**Problem A**
In the tuberculosis article, how many drugs does it now take to cure "susceptible" TB?
**Problem B**
Continue the article about Misha's fight with tuberculosis from its last sentence.

**Provided text**
TOMSK, RUSSIA—Misha K.—ex-con, ex-drug abuser, family man—arrived promptly at 4 P.M. for his daily dose of antibiotics. He is fighting his second bout with tuberculosis (TB), both times caught while serving a four-year prison term in this small city at the edge of Siberia. His crime: petty thievery to support his drug habit.

The first time, prison doctors put him on a nine-month regimen of antibiotics, a standard prescription for routine cases of so-called susceptible TB. The susceptibility label is something of a misnomer. When streptomycin was discovered in the 1940s, the miracle drug was hailed as the magic bullet that cured TB. But the wily Mycobacterium tuberculosis quickly developed resistance. Now it takes four drugs to cure "susceptible" TB.

The four-drug regimen worked for Misha. But shortly before his release, he caught TB a second time, probably from another prisoner. Again he was put on standard four-drug therapy. But when he got out, he stopped taking the pills. "The first time it took nearly a year," said Misha, who did not want his last name used. "So by the second time I was on the drugs, I became very tired of it all."

It was not an irrational response. The initial few months of standard therapy succeeds in knocking out most of the bacteria, and the symptoms disappear. But some M. tuberculosis develop a waxy coat and hide in the recesses of the lung. Among those survivors are mutant strains, unfazed by some of the drugs. When the four-drug cocktail is removed prematurely, these strains become dominant, and the bacteria cells multiply at M. tuberculosis's slow but inexorable once-a-day rate.

A year after leaving prison, Misha's disease came roaring back—this time multidrug resistant, or MDR-TB. Tired, coughing blood, the 30-year-old factory worker was told by civilian health authorities that he now had to take six drugs a day, including one by injection, or he would probably die. DOTS (short for "directly observed therapy, short course"—the World Health Organization's prescription for proper treatment of susceptible TB) gave way to DOTS-Plus, the psyche-bending two-year regimen of six drugs that it takes to defeat MDR-TB.

**Excerpted records**

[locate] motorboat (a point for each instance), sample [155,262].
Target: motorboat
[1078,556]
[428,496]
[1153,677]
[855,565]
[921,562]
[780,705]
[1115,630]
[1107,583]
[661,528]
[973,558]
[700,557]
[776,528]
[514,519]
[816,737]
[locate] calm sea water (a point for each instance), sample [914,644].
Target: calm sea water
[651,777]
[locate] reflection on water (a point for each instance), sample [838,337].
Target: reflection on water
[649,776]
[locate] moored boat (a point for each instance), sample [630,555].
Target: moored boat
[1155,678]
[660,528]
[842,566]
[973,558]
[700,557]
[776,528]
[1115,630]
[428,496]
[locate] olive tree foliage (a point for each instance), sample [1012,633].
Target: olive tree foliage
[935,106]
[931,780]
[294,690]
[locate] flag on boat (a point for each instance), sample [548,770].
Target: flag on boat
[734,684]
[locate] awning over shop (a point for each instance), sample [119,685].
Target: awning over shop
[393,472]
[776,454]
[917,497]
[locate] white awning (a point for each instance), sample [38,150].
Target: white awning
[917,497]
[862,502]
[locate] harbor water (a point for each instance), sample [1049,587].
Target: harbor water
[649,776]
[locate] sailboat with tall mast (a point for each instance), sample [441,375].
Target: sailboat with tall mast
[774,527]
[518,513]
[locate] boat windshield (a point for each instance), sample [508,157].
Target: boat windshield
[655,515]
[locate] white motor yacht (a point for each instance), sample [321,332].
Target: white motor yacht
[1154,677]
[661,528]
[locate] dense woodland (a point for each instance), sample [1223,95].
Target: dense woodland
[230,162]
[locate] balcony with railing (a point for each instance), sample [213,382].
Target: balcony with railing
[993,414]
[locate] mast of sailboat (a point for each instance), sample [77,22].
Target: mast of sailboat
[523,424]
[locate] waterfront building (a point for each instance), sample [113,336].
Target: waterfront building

**Your response A**
Four drugs.

**Your response B**
This past June, when I interviewed Misha at the dispensary that coordinates TB care in the region, he was well into his second year of treatment. "He's almost cured," said an upbeat Guzel Davidova, the nurse who prepares and observes his daily treatment. "I'm trying to make a new life now," whispered the rail-thin father of two. As he absently fingered his right forearm's deep purple scar, a souvenir from his prison days, he looked up and added, "I'm off drugs completely." He wasn't referring to the TB drugs, not yet anyway.

The Siberian provinces of the central Russian plateau—poor, even by Russian standards, with high rates of alcoholism, drug abuse and a large prison population—are among the epicenters of a worldwide epidemic of drug-resistant tuberculosis. Whereas the 490,000 reported cases of MDR-TB account for just a small fraction of the 9.2 million new cases and 1.7 million deaths from TB reported to the World Health Organization in 2006, MDR-TB represents a significant global public health hazard. In parts of Siberia, it accounts for more than 15 percent of all cases.

Left untreated, the resistant TB can spread to the general population through the usual route: airborne transmission of spewed sputum. Treated poorly, it can spawn extensively drug-resistant TB (XDR-TB), a more virulent and nearly impossible-to-treat version of the disease.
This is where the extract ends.